# What to work on
1. Do these statements agree with the geoip patch post? (a) The patch was released as version 0.8.6. (b) Eric Wong had heard back from the geoip author before posting the patch. (c) TokyoCabinet needs changes before it works with Unicorn and preload_app. For each, answer yes or no and quote the words of the post that decide it.
2. Set down the geoip patch post word for word, everything from "Clifford Heath." down to "sent him here.".

### Excerpt provided

[PATCH (geoip)] use IO.pread from the io-extra lib if possible

Clifford Heath clifford.heath at gmail.com
Thu Nov 12 15:50:05 EST 2009


Patch applied and pushed as 0.8.6, available on gemcutter.org

Clifford Heath.

On 07/11/2009, at 5:24 AM, Eric Wong wrote:

> I sent this to the author of geoip a few days ago and haven't heard
> back, yet.  Since he may be on vacation or busy, somebody may also hit
> this problem in the mean time, I figured I'd post the patch + git
> repo I sent him here.
>
> Unicorn users:
>
>  The pread(2)/pwrite(2) syscalls are very useful for making libraries
>  like this one (that rely on an on-disk database) compatible with
>  preload_app.  TokyoCabinet is a great example of a library that's
>  already compatible with Unicorn+preload_app out-of-the-box.

######
### Material

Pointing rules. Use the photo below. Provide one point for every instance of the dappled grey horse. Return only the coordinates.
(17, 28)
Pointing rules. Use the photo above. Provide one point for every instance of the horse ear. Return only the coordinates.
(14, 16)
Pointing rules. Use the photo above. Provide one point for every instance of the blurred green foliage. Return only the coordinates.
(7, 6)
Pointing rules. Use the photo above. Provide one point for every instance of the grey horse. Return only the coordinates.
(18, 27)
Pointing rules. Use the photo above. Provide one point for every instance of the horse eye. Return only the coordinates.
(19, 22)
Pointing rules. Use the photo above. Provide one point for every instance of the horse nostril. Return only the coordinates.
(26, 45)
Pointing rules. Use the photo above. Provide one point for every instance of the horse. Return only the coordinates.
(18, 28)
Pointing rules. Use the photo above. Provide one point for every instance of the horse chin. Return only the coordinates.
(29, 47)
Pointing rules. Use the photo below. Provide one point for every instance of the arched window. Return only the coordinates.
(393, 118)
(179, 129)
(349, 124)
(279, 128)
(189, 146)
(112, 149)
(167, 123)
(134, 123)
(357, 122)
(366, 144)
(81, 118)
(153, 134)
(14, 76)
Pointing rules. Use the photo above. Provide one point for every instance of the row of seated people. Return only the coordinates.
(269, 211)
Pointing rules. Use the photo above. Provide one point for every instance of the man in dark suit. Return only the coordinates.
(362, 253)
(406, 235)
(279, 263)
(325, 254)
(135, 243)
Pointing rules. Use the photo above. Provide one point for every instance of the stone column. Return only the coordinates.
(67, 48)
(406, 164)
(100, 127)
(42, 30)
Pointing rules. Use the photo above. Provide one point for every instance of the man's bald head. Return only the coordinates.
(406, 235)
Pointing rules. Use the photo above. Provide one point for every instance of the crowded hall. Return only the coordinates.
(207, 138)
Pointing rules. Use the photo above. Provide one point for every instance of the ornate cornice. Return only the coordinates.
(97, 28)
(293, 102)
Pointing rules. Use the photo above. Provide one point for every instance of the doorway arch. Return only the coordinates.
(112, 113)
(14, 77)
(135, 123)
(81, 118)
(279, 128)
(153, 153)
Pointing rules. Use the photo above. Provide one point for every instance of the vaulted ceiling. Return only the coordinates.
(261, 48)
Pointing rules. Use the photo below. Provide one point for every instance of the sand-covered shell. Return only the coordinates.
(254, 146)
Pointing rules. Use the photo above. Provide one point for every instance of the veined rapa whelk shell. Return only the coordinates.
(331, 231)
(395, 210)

######

# Worked solutions
1.
(a) Yes: "Patch applied and pushed as 0.8.6"
(b) No: "and haven't heard"
(c) No: "already compatible with Unicorn+preload_app out-of-the-box"

2.
Clifford Heath.

On 07/11/2009, at 5:24 AM, Eric Wong wrote:

> I sent this to the author of geoip a few days ago and haven't heard
> back, yet.  Since he may be on vacation or busy, somebody may also hit
> this problem in the mean time, I figured I'd post the patch + git
> repo I sent him here.